**WHAT YOU WILL DO:** Each record should be given back exactly, with none missing.

[Natural-language object grounding data]

————————

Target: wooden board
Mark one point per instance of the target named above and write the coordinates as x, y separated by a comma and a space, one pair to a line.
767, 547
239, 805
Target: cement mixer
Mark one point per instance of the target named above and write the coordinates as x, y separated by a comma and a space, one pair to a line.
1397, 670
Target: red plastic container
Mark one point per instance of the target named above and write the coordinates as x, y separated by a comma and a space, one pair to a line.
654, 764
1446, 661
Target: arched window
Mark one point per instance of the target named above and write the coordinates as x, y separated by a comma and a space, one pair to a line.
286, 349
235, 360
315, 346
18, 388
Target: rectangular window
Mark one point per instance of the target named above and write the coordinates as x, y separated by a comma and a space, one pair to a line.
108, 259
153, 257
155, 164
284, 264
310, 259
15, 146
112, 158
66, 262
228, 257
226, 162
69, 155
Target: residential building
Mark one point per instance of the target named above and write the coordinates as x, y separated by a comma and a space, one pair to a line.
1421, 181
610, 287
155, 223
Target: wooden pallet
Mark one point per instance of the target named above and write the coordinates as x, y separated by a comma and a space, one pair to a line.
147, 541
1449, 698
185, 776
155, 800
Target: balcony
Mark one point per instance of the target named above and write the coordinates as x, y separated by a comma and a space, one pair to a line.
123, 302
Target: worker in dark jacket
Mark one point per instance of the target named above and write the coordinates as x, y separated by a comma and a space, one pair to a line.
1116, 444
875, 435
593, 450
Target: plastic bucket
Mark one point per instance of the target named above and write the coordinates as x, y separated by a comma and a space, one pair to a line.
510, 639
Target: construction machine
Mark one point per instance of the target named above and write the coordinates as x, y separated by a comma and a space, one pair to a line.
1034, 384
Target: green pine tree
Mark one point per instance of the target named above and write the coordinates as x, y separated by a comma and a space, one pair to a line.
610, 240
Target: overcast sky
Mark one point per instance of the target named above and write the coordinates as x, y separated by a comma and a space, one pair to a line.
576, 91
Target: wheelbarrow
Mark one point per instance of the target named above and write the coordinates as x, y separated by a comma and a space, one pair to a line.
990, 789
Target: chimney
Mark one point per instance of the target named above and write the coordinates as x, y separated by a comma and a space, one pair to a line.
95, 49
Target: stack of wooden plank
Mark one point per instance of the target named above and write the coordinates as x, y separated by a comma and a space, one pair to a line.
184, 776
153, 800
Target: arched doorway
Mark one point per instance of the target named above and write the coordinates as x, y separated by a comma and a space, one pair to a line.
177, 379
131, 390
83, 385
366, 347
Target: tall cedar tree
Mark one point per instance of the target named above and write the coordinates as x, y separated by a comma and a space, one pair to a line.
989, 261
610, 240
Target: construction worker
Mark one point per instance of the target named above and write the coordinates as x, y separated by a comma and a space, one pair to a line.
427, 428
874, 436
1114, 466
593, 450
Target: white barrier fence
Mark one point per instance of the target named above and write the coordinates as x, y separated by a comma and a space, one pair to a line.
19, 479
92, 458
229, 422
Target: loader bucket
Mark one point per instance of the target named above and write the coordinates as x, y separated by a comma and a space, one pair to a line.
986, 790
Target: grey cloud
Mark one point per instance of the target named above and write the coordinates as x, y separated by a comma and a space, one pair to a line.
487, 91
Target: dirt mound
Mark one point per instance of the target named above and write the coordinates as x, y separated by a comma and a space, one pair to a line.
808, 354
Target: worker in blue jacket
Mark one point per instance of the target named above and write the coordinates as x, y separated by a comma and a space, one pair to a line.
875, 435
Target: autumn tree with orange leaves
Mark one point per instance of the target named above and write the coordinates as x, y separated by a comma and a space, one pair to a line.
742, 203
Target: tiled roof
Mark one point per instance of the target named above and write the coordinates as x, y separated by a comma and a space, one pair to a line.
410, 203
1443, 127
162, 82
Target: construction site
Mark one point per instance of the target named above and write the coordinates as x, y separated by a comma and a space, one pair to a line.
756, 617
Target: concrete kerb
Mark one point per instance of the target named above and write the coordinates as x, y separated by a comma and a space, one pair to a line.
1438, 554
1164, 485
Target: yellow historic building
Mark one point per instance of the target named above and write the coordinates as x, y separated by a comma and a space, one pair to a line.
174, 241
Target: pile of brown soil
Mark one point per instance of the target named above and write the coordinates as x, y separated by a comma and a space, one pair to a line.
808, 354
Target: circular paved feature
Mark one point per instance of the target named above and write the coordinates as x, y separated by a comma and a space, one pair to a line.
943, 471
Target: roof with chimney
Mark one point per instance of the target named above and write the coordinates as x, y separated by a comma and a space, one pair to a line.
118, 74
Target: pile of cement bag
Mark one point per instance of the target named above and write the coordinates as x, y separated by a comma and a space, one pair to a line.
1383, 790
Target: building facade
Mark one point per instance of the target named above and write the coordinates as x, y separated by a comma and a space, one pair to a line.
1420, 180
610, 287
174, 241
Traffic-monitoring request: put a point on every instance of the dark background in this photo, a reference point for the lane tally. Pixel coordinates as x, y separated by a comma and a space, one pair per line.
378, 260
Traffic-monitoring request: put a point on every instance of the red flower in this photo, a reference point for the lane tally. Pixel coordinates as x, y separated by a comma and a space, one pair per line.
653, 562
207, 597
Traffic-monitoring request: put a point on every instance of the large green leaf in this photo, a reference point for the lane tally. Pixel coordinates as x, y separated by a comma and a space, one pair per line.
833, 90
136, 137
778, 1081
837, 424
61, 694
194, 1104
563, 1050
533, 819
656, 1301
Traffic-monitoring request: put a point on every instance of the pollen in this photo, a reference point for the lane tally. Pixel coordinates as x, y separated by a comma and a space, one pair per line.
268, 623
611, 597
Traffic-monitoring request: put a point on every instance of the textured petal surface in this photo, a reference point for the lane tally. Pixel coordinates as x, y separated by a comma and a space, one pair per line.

————————

**RESULT FOR THIS TASK:**
Target: wooden board
Mark one point per instance of the target named above and write the coordinates as x, y separated by a comma and a space, one pair to a line.
767, 547
239, 805
Target: cement mixer
Mark one point per instance of the target named above and write the coordinates as x, y separated by a comma and a space, one pair to a line.
1397, 670
Target: red plastic container
Mark one point per instance of the target named above and write the coordinates as x, y separated by a comma and a space, one pair to a line.
654, 764
1446, 661
Target: arched window
Mark one point per instance of the target named above and write the coordinates as x, y separated by a comma and a space, one pair to a line.
286, 349
235, 360
315, 346
18, 388
Target: rectangular window
Mark one point per instance of the target named above and write the coordinates as x, y separated by a comma and a space, one pair to a line.
108, 259
153, 257
155, 164
284, 264
310, 259
15, 146
112, 158
66, 262
228, 257
226, 162
69, 155
Target: residential building
Mark one point per instance of the target named above and write the coordinates as x, y separated by a comma and a space, one pair to a line.
1421, 181
610, 287
155, 223
Target: wooden pallet
Mark one point per instance of the target named above and write the coordinates as x, y separated by a comma and a space, one pair to a line.
147, 541
1449, 698
185, 776
155, 800
Target: balcony
Mark one point per instance of the target named above and write the coordinates as x, y separated by a comma and a space, one pair to a line.
123, 302
Target: worker in dark jacket
Mark one point per instance of the target named above and write the coordinates as x, y separated by a comma and a space, one pair to a line.
1116, 444
875, 435
593, 450
Target: plastic bucket
Mark one point per instance of the target named above and write the coordinates as x, y separated by a comma and a space, one pair to a line.
510, 639
Target: construction machine
Mark one point per instance of the target named above and write the coordinates as x, y separated by a comma and a space, one pair to a line.
1034, 384
Target: green pine tree
Mark one point per instance of the target named above and write the coordinates as x, y separated by a comma and a space, one pair to a line.
610, 240
Target: overcast sky
Mark one point per instance of the target named above and write the coordinates as x, y separated by a comma and a space, one pair to a line.
576, 91
Target: wheelbarrow
Mark one point per instance of the target named above and write the coordinates as x, y separated by a comma and a space, one pair to a line.
990, 789
Target: chimney
Mark one point per instance of the target named above and write the coordinates as x, y separated by a comma and a space, one pair to a line.
95, 49
Target: stack of wooden plank
Mark one point per instance of the target named above and write the coordinates as x, y separated by a comma and a space, one pair to a line.
184, 776
153, 800
Target: arched doorway
Mark one point per instance of the target named above and write the coordinates as x, y separated by a comma and a space, one pair to a line.
177, 379
131, 390
83, 385
366, 347
Target: tall cedar tree
Mark one point per instance of the target named above and write the coordinates as x, y separated by a comma and a space, one pair to a line.
989, 261
610, 240
Target: construction worker
Mark one point per instance of the target named above and write the coordinates as x, y separated by a comma and a space, one pair to a line.
427, 428
874, 436
1114, 466
593, 450
Target: white barrier fence
Mark one point per instance of the target named above and write the coordinates as x, y separated by a comma and a space, one pair to a line.
19, 479
92, 458
229, 422
Target: loader bucket
Mark one point per instance of the target named above and write the coordinates as x, y separated by a comma and a space, one pair to a line.
986, 790
Target: grey cloud
Mark one point per instance of the target named above and write the coordinates as x, y separated by a comma and a space, one pair to a line.
487, 91
Target: dirt mound
Mark one point per instance of the target named above and write the coordinates as x, y separated by a comma and a space, one pair to a line.
808, 354
Target: worker in blue jacket
Mark one point per instance of the target named above and write the coordinates as x, y separated by a comma and a space, one pair to a line.
875, 435
Target: autumn tree with orange leaves
Mark one point per instance of the target named above and write the coordinates as x, y separated by a comma and a space, one pair to a line.
742, 203
Target: tiled roof
Mark one point per instance of the target named above and write the coordinates as x, y separated by a comma and a space, one pair to a line.
410, 203
1443, 127
162, 82
Target: construction site
Mark one point per instance of the target named above and write the coordinates as x, y separated by a comma and a space, one pair to a line.
756, 617
Target: concrete kerb
Mark one point per instance of the target named above and write the coordinates as x, y separated by a comma and a space, one pair to a line.
1438, 554
1164, 485
Target: yellow historic building
Mark one point per instance of the target named above and write the coordinates as x, y separated by a comma and a space, one pair to a line.
174, 241
Target: pile of brown soil
Mark one point per instance of the target named above and write the coordinates as x, y separated by a comma and a space, one pair to a line.
808, 354
Target: circular paved feature
Mark one point per instance of the target named above and write the coordinates as x, y separated by a comma and a space, one pair to a line.
943, 471
Target: roof with chimney
Mark one point per instance of the target named above and write the coordinates as x, y separated by a comma and a space, one pair to a line.
118, 74
Target: pile of cement bag
Mark one point per instance of the target named above and write the coordinates as x, y separated by a comma and a space, one pair to a line.
1383, 790
Target: building facade
Mark one point per instance of the target named above and write the coordinates as x, y separated by a comma and a space, one pair to a line.
1420, 180
610, 287
174, 241
Traffic-monitoring request: put a point on every instance of the dark background in this photo, a reference point for the lane tally. Pixel coordinates as x, y separated by a comma and a space, one pair per line.
378, 260
Traffic-monitoring request: put a point on every instance of the red flower in this photo, a reference point for the lane tally. Pixel coordinates as x, y separated by a comma and a space, one pair per line.
653, 562
207, 597
Traffic-monitoring request: put a point on every instance of the large green leaf in this photo, a reference point for the lane tally. Pixel coordinates as x, y separated by a comma and a space, one pair per line.
833, 90
136, 137
778, 1081
837, 424
61, 694
194, 1104
563, 1050
533, 819
656, 1301
Traffic-monitoring request: put a point on every instance of the pollen in this photo, a reference point for the lane tally. Pixel coordinates as x, y separated by a comma and a space, one pair per line.
268, 623
611, 597
Traffic-monitoring request: put a point on every instance of the textured petal surface in this photo, a reference point for the lane tally. Pixel coordinates as x, y separated by a comma and a space, one pair per line.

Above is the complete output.